--- START ---
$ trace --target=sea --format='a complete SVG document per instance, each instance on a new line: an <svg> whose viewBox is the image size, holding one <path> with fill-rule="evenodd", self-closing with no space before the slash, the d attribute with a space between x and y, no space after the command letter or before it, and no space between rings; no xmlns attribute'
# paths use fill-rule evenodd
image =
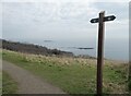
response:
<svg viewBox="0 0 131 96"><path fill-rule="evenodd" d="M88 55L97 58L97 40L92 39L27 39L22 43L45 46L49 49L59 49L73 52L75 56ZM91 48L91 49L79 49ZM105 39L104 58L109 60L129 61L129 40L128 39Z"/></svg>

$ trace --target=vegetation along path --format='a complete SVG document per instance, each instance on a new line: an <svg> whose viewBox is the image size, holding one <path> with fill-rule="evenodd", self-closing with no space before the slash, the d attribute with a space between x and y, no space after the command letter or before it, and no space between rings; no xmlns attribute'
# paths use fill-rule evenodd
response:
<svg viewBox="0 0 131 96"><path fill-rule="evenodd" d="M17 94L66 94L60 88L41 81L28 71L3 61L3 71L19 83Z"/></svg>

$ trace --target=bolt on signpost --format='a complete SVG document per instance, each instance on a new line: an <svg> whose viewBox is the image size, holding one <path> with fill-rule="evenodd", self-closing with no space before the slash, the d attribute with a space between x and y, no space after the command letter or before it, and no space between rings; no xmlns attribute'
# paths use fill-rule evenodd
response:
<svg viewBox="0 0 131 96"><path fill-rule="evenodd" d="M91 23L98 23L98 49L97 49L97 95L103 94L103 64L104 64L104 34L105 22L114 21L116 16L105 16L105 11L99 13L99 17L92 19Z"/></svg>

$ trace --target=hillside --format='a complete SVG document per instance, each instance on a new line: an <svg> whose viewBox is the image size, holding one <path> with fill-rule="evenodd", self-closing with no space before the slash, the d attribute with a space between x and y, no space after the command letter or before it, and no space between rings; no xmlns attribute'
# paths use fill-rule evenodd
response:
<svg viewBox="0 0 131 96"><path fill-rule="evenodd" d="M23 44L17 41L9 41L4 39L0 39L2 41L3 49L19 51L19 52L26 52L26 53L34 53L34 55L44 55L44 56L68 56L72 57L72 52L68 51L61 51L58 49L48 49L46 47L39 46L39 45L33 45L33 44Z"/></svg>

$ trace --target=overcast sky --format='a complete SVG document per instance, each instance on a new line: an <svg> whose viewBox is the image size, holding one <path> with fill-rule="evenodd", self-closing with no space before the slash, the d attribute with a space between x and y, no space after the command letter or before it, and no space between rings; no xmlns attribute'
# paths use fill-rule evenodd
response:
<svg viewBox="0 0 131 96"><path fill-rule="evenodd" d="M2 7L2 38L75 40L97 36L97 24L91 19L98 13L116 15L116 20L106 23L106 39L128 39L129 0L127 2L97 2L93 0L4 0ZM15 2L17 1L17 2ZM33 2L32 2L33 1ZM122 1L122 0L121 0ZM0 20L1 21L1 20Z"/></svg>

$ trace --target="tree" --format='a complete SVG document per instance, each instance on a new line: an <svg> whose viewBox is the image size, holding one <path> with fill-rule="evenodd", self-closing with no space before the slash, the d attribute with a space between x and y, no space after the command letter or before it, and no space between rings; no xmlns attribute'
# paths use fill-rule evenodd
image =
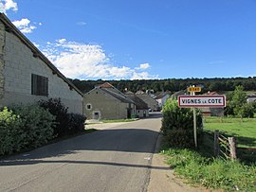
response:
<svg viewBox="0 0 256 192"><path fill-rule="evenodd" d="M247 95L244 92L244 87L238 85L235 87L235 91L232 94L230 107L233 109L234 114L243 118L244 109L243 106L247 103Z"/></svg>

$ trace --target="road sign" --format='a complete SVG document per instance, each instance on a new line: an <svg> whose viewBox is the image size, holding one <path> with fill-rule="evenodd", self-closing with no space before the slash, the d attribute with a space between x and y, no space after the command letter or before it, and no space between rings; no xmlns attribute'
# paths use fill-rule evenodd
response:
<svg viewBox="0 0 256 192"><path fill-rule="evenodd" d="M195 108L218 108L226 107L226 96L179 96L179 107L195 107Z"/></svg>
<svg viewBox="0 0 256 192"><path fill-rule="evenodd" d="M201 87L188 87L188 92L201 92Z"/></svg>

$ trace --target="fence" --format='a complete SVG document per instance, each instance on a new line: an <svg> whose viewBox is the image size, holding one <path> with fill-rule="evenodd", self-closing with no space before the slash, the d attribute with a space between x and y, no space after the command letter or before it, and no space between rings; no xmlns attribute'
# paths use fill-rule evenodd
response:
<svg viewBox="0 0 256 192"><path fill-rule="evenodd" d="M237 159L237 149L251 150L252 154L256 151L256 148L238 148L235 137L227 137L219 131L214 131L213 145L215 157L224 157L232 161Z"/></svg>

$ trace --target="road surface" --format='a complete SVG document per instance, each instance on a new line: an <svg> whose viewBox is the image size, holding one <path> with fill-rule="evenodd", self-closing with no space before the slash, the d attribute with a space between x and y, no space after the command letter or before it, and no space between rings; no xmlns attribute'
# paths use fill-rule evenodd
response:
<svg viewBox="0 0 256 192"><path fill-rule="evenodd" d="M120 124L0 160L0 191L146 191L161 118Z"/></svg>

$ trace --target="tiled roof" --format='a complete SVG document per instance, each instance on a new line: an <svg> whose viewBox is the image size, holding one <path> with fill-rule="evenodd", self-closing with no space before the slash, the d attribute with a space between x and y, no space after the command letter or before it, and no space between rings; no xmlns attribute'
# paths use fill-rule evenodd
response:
--- END ---
Copy the records word for word, starting at the very beginning and going on through the line that contains "55L97 58L97 40L92". Leave the pictures out of your answer.

> **Finished answer**
$ trace --target=sea --format='a complete SVG document per instance, each instance on a new line: an <svg> whose viewBox is the image size, holding one <path> with fill-rule="evenodd", self-closing with no space before the slash, the d attribute with a space between x and y, no space after the command letter or before it, and no space between rings; no xmlns attribute'
# paths use fill-rule evenodd
image =
response:
<svg viewBox="0 0 131 96"><path fill-rule="evenodd" d="M88 55L97 58L97 40L92 39L27 39L22 43L45 46L49 49L59 49L73 52L75 56ZM91 48L91 49L79 49ZM105 39L104 58L109 60L129 61L129 40L128 39Z"/></svg>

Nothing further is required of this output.